*SUPPLIED TEXT*:
★ ★ ★

The accuracy for train() and train2() for validation set is 0.956 and 0.959 respectively. The accuracy for train2() is higher. train() may have resulted in overfitting, hence resulting in lower accuracy for validation set.

### 8. Why is the ‘train2’ classifier faster? Why does it yield a better accuracy both on the training and the validation set?

By including a marker (print(i)) for the number of iterations in the predict() function, we can see that there is a significant reduction in the number of iterations when we use train2() instead of train().

In [None]:
def predict(self, message):
        posteriors = np.copy(self.priors)
        for i, w in enumerate(self.words):
            if w in message.lower():
                posteriors *= self.likelihoods[:, i]
            else:
                posteriors *= np.ones(2) - self.likelihoods[:, i]
            posteriors = posteriors / np.linalg.norm(posteriors)
            print(i) # prints the number of iterations
        if posteriors[0] > 0.5:
            return ['ham', posteriors[0]]
        return ['spam', posteriors[1]]

Using the message "Money Viagra" as an input to predict() function, there are 5501 iterations when using train() and 172 iterations when using train2(). Fewer iterations are achieved because train2() stores only the spam key words for later comparison with new records as compared to storing both ham and spam words encountered in the training set. Therefore, train2 classifier is fast.

train2() is likely to yield a better accuracy for both the training and the validation set. This is because train2() assigns a word to spamkeywords list when prob1*20 < prob2.  The value of 20 in prob1 *20 < prob2 determines the accuracy of the spamkeywords list. In turn, the accuracy of the list of spam key words will then impact the accuracy of new records being accurately classified as spam or ham. 

However, it should be noted that train2() uses less predictors(i.e. spamkeywords) than train(), the accuracy may not always be higher.


### 9. How many false positives (ham messages classified as spam messages) did you get in your validation set? How would you change the code to reduce false positives at the expense of possibly having more false negatives (spam messages classified as ham messages)?

With 'train' classifier, the false positive is 34 and the false positive of train two is 49. The reason is that train two only tests those highly-spam keyword and thus has higher accuarcy. 

To reduce the false positives at the expense of having more false negatives, we can adjust the threshold of a message being classified as spam from 0.50 to 0.70. This adjustment requires a message to have more spam words before being classified as a spam message. The accuracy after adjusting the threshold is reported below.

In [42]:
class NaiveBayesForSpam_edited :
    def train ( self , hamMessages , spamMessages) : 
        self.words = set ('_'.join (hamMessages + spamMessages).split())
        self.priors = np.zeros (2) # probability of being spam / ham without further knowledge
        self.priors[0] = float (len (hamMessages)) / (len (hamMessages) + len ( spamMessages ) )
        # the above one is P(ham)
        self.priors [1] = 1.0 - self.priors[0]  # P(spam)
        self.likelihoods = []
        for i, w in enumerate (self.words):
            prob1 = (1.0 + len ([m for m in hamMessages if w in m])) / len ( hamMessages )

★ ★ ★

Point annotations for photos
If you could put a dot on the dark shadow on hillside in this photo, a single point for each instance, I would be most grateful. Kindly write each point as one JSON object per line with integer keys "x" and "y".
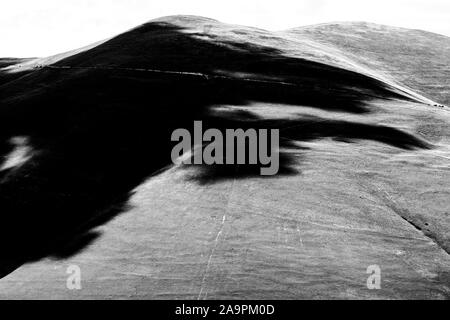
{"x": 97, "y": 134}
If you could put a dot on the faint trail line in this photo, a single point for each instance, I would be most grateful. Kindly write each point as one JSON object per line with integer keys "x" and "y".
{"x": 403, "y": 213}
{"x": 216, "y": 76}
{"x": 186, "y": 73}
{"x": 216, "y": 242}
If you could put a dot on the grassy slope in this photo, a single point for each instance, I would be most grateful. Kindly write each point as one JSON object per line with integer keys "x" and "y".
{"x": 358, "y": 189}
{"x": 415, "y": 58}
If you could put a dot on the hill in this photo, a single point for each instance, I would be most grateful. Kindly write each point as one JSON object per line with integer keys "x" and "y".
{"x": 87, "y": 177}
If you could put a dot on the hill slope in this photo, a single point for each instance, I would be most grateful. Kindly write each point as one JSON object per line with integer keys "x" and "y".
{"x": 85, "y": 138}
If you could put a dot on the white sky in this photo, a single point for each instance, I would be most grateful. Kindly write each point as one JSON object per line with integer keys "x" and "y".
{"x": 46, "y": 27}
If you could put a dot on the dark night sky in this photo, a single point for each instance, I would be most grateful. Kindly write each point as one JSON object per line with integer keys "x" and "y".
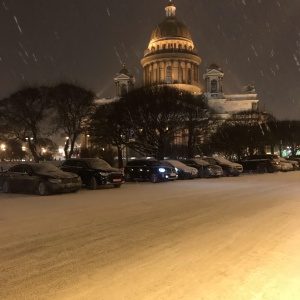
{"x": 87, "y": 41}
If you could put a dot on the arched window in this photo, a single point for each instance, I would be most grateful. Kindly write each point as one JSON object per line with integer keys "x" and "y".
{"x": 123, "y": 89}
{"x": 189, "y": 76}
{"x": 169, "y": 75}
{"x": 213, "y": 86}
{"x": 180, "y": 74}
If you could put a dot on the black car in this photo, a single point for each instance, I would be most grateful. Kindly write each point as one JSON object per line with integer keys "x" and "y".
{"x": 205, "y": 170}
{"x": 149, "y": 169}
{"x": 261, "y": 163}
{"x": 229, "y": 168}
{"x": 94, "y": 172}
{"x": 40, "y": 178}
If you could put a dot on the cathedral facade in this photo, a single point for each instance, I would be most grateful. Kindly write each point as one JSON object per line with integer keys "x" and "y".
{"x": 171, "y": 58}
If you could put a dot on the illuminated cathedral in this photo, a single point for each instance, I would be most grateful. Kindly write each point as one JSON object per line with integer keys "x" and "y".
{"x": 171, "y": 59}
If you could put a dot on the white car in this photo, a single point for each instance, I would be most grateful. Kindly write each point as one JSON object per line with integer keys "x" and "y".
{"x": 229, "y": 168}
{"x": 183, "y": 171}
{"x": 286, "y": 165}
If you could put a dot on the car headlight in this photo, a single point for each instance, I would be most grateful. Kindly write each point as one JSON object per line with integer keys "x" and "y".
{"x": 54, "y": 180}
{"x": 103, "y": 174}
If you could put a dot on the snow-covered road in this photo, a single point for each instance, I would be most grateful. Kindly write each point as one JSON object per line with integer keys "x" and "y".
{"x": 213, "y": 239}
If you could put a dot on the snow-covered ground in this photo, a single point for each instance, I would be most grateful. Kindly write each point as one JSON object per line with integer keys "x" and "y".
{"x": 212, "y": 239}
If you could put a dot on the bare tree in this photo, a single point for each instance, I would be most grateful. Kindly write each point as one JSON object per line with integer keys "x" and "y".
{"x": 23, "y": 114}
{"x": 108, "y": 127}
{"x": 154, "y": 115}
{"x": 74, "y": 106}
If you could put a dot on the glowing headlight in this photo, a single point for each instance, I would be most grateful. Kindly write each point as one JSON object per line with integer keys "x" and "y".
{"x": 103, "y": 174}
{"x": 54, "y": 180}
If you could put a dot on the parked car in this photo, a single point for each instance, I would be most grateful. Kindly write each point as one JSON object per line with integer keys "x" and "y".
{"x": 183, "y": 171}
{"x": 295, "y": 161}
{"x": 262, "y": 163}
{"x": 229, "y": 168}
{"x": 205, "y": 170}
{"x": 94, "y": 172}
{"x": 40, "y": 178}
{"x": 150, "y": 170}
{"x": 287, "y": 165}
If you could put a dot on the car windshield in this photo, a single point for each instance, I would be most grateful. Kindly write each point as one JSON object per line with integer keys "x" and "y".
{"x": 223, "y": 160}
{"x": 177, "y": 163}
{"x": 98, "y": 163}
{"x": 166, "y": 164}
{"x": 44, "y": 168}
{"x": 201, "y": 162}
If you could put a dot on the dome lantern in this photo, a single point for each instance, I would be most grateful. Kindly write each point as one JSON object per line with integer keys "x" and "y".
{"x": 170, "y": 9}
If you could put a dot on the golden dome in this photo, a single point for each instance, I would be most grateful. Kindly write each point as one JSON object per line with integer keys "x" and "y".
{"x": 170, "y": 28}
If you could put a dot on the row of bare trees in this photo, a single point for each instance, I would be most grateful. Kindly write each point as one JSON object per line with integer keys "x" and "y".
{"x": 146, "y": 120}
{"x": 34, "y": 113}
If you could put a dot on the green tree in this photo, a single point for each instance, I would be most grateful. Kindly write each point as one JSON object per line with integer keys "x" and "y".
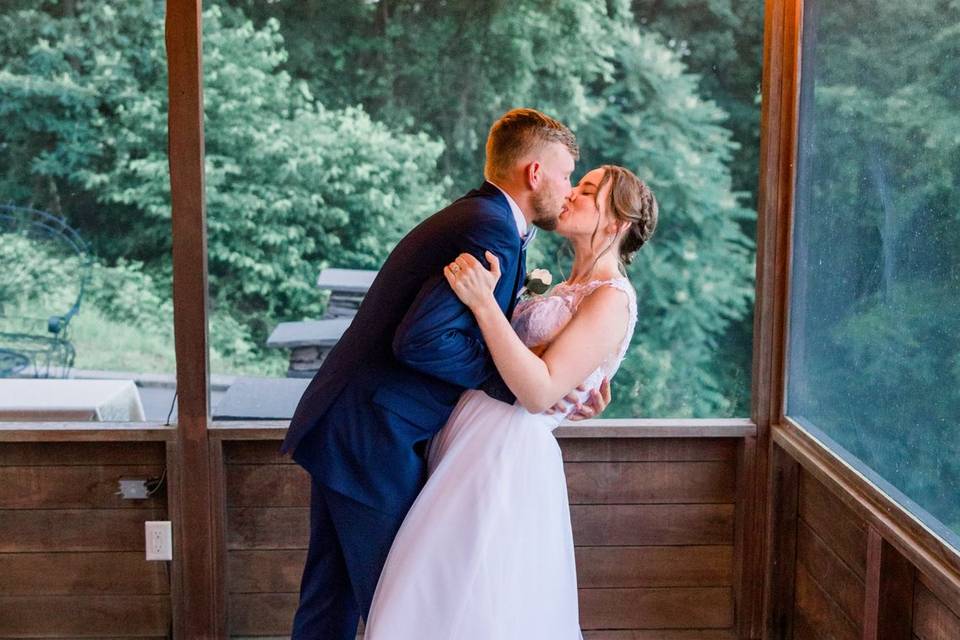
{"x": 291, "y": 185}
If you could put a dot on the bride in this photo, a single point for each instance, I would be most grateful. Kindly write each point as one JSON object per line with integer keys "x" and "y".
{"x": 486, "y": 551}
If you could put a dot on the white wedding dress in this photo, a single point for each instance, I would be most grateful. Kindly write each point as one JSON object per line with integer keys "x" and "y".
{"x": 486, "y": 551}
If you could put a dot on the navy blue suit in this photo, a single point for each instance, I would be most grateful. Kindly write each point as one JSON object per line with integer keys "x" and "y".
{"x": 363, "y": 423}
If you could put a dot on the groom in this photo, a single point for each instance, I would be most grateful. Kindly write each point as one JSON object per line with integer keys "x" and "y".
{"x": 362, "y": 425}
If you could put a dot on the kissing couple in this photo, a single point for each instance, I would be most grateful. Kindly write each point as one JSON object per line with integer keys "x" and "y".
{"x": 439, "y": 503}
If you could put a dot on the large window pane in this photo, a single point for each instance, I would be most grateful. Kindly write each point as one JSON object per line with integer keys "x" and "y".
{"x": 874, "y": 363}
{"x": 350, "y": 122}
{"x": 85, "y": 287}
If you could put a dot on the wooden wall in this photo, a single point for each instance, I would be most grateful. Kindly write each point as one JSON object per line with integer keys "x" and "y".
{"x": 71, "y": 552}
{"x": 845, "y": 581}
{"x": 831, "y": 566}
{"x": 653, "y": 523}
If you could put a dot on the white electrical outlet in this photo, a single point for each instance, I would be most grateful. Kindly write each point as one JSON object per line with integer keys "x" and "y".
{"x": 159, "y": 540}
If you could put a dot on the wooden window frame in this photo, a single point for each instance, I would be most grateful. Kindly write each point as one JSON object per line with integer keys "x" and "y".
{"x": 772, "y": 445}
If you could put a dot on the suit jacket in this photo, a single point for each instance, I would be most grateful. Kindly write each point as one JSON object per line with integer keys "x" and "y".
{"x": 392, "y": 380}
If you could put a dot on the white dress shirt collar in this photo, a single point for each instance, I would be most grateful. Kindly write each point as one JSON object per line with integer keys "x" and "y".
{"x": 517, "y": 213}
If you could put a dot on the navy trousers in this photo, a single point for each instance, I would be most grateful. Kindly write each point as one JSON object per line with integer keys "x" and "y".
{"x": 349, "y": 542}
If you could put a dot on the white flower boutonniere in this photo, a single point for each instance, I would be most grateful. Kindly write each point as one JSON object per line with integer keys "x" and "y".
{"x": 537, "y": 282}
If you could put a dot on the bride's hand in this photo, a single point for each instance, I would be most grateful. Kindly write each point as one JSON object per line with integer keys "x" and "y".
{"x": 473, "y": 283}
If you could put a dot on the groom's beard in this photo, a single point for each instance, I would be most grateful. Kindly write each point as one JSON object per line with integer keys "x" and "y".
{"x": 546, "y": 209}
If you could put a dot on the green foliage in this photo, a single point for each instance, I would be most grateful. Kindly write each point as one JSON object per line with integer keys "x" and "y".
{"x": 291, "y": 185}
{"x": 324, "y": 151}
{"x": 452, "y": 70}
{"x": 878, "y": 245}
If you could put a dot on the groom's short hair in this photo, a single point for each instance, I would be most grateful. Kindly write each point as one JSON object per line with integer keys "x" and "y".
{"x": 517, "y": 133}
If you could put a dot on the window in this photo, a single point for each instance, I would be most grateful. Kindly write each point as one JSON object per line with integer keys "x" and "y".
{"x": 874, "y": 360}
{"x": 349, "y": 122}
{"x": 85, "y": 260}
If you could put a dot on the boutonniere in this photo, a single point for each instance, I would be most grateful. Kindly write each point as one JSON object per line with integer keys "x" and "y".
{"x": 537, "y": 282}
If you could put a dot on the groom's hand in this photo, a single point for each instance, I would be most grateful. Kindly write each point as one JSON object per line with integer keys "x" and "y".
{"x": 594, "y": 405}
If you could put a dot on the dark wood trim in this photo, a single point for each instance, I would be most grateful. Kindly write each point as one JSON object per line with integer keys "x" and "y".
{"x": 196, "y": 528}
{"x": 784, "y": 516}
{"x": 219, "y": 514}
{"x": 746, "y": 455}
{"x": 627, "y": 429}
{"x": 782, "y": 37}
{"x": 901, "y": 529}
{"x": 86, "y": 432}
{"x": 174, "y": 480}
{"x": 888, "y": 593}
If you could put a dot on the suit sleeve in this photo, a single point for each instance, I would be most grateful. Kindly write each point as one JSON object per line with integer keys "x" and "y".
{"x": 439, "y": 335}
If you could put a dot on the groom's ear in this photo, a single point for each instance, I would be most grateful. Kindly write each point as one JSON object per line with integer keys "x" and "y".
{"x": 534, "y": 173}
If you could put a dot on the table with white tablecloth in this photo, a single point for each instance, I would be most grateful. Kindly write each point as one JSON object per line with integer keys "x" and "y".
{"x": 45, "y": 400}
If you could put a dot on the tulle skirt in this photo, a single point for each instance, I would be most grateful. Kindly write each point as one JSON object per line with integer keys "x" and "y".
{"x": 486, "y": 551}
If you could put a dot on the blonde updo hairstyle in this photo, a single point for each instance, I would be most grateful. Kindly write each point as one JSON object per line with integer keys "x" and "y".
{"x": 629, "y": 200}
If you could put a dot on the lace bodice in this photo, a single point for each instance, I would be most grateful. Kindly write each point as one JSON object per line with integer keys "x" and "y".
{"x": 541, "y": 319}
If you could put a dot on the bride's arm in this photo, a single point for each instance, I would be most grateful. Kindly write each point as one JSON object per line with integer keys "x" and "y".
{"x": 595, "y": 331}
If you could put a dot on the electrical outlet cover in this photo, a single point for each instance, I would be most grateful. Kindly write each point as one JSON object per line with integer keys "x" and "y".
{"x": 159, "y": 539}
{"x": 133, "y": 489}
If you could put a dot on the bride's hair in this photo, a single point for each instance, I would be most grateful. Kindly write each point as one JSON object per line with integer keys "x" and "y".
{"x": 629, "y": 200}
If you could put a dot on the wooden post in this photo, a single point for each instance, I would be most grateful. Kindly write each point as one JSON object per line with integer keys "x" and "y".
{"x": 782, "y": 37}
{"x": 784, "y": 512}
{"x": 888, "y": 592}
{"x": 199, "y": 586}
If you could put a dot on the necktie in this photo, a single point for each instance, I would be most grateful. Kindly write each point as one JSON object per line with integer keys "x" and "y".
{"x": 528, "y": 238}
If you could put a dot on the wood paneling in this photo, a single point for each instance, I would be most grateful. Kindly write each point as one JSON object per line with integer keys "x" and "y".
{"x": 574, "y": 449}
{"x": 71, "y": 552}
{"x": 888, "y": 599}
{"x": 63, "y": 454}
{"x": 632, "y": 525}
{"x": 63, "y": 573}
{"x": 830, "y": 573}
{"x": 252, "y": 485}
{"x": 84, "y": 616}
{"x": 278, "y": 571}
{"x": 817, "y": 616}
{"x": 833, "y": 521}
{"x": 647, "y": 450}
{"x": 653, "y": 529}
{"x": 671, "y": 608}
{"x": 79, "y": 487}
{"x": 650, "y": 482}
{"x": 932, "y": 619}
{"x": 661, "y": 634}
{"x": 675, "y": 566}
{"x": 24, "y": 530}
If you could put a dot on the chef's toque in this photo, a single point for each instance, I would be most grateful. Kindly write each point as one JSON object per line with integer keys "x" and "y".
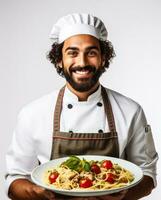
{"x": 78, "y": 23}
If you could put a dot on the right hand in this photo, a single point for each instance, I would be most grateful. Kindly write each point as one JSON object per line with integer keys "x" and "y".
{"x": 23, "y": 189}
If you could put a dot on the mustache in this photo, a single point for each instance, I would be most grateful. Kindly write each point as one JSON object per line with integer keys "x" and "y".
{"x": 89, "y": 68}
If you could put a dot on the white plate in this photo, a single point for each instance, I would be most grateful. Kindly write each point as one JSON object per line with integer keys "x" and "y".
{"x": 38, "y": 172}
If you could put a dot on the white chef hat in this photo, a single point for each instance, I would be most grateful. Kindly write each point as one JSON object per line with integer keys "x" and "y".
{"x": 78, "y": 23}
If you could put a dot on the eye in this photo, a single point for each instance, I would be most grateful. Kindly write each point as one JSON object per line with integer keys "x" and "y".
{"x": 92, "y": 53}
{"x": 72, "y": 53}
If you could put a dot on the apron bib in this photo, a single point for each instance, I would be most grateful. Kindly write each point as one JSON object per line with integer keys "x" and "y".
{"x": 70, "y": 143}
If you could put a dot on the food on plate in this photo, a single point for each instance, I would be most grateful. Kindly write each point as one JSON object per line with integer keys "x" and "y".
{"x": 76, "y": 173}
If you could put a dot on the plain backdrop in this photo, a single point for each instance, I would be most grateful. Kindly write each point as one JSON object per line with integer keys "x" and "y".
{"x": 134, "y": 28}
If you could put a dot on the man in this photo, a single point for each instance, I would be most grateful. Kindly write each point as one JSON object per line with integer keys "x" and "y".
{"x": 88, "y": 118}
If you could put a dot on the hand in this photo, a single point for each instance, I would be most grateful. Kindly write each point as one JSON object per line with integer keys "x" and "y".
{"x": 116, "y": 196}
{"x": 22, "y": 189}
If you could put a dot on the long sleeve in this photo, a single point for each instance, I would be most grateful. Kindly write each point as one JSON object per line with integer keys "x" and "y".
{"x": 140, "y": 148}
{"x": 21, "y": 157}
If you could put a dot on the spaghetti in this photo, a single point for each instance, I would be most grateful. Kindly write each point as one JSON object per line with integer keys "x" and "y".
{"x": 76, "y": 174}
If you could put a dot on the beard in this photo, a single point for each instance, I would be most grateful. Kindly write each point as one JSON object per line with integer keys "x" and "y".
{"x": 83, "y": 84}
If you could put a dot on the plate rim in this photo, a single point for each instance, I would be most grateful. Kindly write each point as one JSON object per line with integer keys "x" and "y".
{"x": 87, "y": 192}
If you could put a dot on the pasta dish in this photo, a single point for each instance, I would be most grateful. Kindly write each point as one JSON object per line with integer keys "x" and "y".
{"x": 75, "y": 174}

★ ★ ★

*TO DO*:
1) Can you turn the paragraph of the spam classifier notebook that begins "Using the message "Money Viagra"" into a short list that keeps its main facts?
2) Carry the spam classifier notebook forward from its final line.

*ANSWERS BY TASK*:
1)
- Input to predict(): the message "Money Viagra".
- Iterations with train(): 5501.
- Iterations with train2(): 172.
- Why train2() needs fewer: it stores only the spam key words for comparison with new records, while train() stores both the ham and spam words from the training set.
- Result: the train2 classifier is fast.

2)
            # if word of "words" is in hamMessages, then add one to the numerator, after looping
            # this number will be divided by the total word of hamMessages
            # = P(word|ham)
            prob2 = (1.0 + len ([m for m in spamMessages if w in m])) /len ( spamMessages )
            # if word of "words" is in spamMessages, then add one to the numerator, after looping
            # this number will be divided by the total word of spamMessages
            # = P(word|spam)
            self.likelihoods.append ([min (prob1 , 0.95) , min (prob2 ,0.95) ])
            # when some words do not appear in ham or spam, the probability will be 1. The above line
            # avoid this situation
        self.likelihoods = np.array (self.likelihoods).T
            # just transpose the dataframe for further use
        
    
    def train2(self, hamMessages, spamMessages):
        self.words = set(''.join(list(hamMessages) + list(spamMessages)).split())
        self.priors = np.zeros(2)
        self.priors[0] = float(len(hamMessages)) / (len(hamMessages) + len(spamMessages))
        self.priors[1] = 1.0 - self.priors[0] 
        self.likelihoods = []
        spamkeywords = [ ]
        for i, w in enumerate(self.words):
            prob1 = (1.0 + len([m for m in hamMessages if w in m])) / len(hamMessages)
            prob2 = (1.0 + len([m for m in spamMessages if w in m])) / len(spamMessages) 
            if prob1 * 20 < prob2:
                self.likelihoods.append([min(prob1 , 0.95) , min(prob2 , 0.95)])
                spamkeywords.append(w)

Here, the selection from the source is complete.